To do
(a) List every place name that appears in the passage about the travel book Nid yr A470.
(b) In the passage about the travel book Nid yr A470, which press published the book?
(c) Carry on the passage about the travel book Nid yr A470 from its final sentence.

Top of Supplied passage

Have you had enough of spending countless hours behind the wheel of your car on Wales’ longest and probably most hated road when travelling from north to south, or vice versa?

Ian Parri certainly has! Such is his hatred towards this wretched route, the innkeeper and journalist from Llanystumdwy has published Nid yr A470 (Gwasg Gwynedd), a unique travel book which takes us all the way from Llandudno to Cardiff Bay without once setting the wheels of one’s car on the dreaded A470 nor on any other ‘A’ road.

Bottom of Supplied passage
Top of Information supplied

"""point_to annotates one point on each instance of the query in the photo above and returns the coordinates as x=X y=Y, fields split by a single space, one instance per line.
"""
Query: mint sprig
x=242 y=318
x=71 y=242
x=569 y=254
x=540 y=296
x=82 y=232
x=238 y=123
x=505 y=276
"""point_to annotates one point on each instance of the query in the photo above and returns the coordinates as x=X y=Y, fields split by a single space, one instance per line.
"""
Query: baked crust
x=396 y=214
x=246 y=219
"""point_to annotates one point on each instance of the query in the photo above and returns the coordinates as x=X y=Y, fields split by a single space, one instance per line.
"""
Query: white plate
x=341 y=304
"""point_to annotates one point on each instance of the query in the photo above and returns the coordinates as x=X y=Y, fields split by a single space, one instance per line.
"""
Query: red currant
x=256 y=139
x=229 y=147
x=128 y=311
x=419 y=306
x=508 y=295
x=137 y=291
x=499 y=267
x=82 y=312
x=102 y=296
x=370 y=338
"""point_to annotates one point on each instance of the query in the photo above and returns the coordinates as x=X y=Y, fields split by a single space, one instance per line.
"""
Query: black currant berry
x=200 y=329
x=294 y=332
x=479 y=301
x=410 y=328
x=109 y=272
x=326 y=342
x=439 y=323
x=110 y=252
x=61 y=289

Bottom of Information supplied

Answers to the problems
(a) Wales, Llanystumdwy, Llandudno, Cardiff Bay

(b) Gwasg Gwynedd

(c)
Travelling the 2,451 miles from Chicago to Los Angeles on the legendary Route 66, or venturing on the epic road trip from one end of Russia to the other on the famous Trans-Siberian Highway, would be on most people’s wish list. Others dream of putting their foot down on Germany’s infamous speed-limit free Autobahn motorway. But it’s difficult to imagine anyone looking forward to being behind the wheel all the way from Llandudno to Cardiff on our very own ‘Route 66’ – the A470.

This is the story behind Nid yr A470 (Not the A470), Ian Parri’s brand new Welsh language book. The author says: “My hatred for the A470 grew very quickly in the short space of time when I was working for the BBC in Cardiff, whilst my home was up north. I often used to ask myself why – oh, why – must it take so long to travel such a small distance?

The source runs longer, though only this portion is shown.